Aufgabendaten:
####################

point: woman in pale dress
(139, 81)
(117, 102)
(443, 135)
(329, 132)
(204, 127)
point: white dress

####################

Aufgabenziel: Sammle bitte aus den Datensätzen oben jede Zeile, in der die Zeichenfolge „dress“ vorkommt, und gib sie unverändert wieder. Groß- und Kleinschreibung zählt.

Die Ausgabe:
point: woman in pale dress
point: white dress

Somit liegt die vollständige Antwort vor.